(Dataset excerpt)

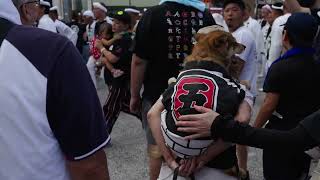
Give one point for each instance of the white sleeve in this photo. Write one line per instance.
(242, 39)
(260, 45)
(276, 41)
(47, 26)
(66, 31)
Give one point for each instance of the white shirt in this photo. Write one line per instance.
(276, 38)
(66, 31)
(90, 31)
(249, 55)
(266, 42)
(254, 26)
(47, 23)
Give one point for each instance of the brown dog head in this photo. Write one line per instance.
(217, 45)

> **What is needed**
Quote every line of the items above word for word, but leave out the pictures.

> **Response to the exercise**
Give one point for each instance of the white sleeve in this photo. Write one line per instance.
(242, 39)
(260, 45)
(276, 41)
(47, 26)
(66, 31)
Give one point for each instance of the white shirt in this photo. Write one line per instance.
(276, 38)
(66, 31)
(90, 31)
(249, 55)
(266, 42)
(254, 26)
(47, 23)
Give one point for each instance of the brown dog head in this photo. Write one line per instance.
(217, 45)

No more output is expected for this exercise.